Your objective: According to the passage on switching between multicast and unicast, at which 3GPP release was SC-PTM specified for LTE?

Source passage:
%%
3GPP specified the basic eMBMS support of LTE at Rel-9 with the focus on MBSFN. At Rel-13, the Single-Cell Point to Multipoint (i.e. SC-PTM) was specified for LTE. Both MBSFN and SC-PTM transmission is supported based on the dedicated MBMS system architecture, where an MCE entity is located between RAN and CN. MCE is responsible for the determination of the transmission mode MBSFN or SC-PTM. Both MBSFN and SC-PTM relies on the specific MBMS Radio Bearer.

LTE Single-cell transmission of MBMS (i.e. SC-PTM) is characterized by that MBMS is transmitted in the coverage of a single cell. One SC-MCCH and one or more SC-MTCH (s) are mapped on DL-SCH. The scheduling is done by the eNB. The SC-MCCH and SC-MTCH transmissions are each indicated by a logical channel specific RNTI on PDCCH (there is a one-to-one mapping between TMGI and G-RNTI used for the reception of the DL-SCH to which a SC-MTCH is mapped) . A single transmission is used for DL-SCH (i.e. neither blind HARQ repetitions nor RLC quick repeat) on which SC-MCCH or SC-MTCH is mapped.

Until Rel-16, 3GPP did not support the dynamic switch between multicast and unicast for a specific multicast service from pure RAN perspective.

In Dec 2019, 3GPP approved a work item (WI) on the support of NR Broadcast and Multicast Services. Within the scope of the WI, the dynamic switch between multicast and unicast is the key objective.

This invention is to sought to achieve the dynamic switch between multicast and unicast for a specific multicast service from the perspective of RAN.

SUMMARY

A method is provided to support the dynamic switch between multicast and unicast for a particular NR multicast service. In one novel aspect, the switch order is sent from the Base Station to the UE via specific MAC-CE or RRC Reconfiguration message.

Within the MAC-CE or RRC Reconfiguration message, the logical channel ID of the previous Multicast Radio Bearer, the logical channel ID of the new established DRB and switch type is notified to the UE. This helps the UE to reconfigure the new DRB to handle the succeeding DL packets after switch operation for the particular NR multicast service.

Meanwhile, a temporary DRB is established to transmit the buffered or non-acknowledged PDCP layer data that was numbering by MRB PDCP entity with PDCP SN or RLC layer data including both RLC PDU (s) and segment (s) .

The UE feedbacks the next packet in terms of SN number of the RLC layer PDU or PDCP layer PDU he expects to receive. This helps the BS to know which data needs to be transmitted after dynamic switch.
%%
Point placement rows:
%%
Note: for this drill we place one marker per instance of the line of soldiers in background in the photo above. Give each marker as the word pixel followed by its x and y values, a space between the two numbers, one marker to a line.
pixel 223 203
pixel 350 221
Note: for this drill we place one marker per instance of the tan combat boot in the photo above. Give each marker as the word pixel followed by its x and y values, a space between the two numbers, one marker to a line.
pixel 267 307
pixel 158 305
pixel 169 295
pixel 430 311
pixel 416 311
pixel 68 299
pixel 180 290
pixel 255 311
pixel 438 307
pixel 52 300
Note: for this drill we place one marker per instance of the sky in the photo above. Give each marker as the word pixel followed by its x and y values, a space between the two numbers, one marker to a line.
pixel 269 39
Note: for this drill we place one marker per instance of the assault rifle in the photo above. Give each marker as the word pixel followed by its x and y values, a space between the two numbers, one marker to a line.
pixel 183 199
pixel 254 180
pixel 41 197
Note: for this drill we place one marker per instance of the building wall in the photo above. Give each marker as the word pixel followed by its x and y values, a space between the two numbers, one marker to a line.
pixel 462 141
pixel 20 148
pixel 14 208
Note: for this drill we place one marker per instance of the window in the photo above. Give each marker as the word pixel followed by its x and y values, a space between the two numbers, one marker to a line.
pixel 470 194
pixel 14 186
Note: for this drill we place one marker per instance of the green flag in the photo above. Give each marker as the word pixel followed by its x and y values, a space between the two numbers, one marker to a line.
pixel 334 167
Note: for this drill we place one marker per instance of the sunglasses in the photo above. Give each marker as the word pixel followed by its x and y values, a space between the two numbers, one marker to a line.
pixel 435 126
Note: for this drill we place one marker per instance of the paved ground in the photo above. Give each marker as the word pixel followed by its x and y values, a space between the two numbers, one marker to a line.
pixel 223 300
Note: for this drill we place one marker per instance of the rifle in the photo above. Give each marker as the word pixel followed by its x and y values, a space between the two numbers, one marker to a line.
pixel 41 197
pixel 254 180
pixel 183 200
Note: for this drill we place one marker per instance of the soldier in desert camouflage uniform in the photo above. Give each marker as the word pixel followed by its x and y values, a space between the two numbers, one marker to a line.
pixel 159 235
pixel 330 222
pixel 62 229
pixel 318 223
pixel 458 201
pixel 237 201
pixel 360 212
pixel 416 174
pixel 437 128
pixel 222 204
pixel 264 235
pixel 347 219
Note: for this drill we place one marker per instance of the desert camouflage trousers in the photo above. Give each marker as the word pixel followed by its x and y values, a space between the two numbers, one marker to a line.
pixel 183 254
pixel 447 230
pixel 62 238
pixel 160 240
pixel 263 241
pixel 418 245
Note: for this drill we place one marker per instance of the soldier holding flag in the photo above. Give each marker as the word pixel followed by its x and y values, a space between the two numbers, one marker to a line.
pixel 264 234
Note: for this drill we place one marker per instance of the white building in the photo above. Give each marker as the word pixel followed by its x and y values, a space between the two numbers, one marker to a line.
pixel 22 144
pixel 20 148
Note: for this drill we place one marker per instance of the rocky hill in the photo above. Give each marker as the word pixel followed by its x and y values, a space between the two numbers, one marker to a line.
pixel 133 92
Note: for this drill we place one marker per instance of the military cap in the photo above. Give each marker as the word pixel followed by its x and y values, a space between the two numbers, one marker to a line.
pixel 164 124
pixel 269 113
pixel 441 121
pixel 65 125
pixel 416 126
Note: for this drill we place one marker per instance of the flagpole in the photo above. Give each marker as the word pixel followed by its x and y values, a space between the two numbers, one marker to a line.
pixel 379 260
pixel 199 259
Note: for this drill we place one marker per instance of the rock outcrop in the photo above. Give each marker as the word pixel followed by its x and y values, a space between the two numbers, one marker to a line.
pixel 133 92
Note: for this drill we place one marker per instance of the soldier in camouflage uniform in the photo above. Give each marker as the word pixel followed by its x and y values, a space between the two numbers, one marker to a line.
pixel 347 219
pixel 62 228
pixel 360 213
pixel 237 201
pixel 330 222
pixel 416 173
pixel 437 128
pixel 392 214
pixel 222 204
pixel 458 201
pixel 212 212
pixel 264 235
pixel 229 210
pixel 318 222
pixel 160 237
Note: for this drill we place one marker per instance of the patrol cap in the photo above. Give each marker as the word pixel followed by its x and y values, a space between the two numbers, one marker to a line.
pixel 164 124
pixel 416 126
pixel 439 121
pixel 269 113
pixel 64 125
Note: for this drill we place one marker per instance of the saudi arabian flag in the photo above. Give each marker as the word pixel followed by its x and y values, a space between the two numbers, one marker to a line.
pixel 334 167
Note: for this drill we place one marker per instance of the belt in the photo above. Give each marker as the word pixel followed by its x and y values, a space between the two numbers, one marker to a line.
%%
Exercise solution: Rel-13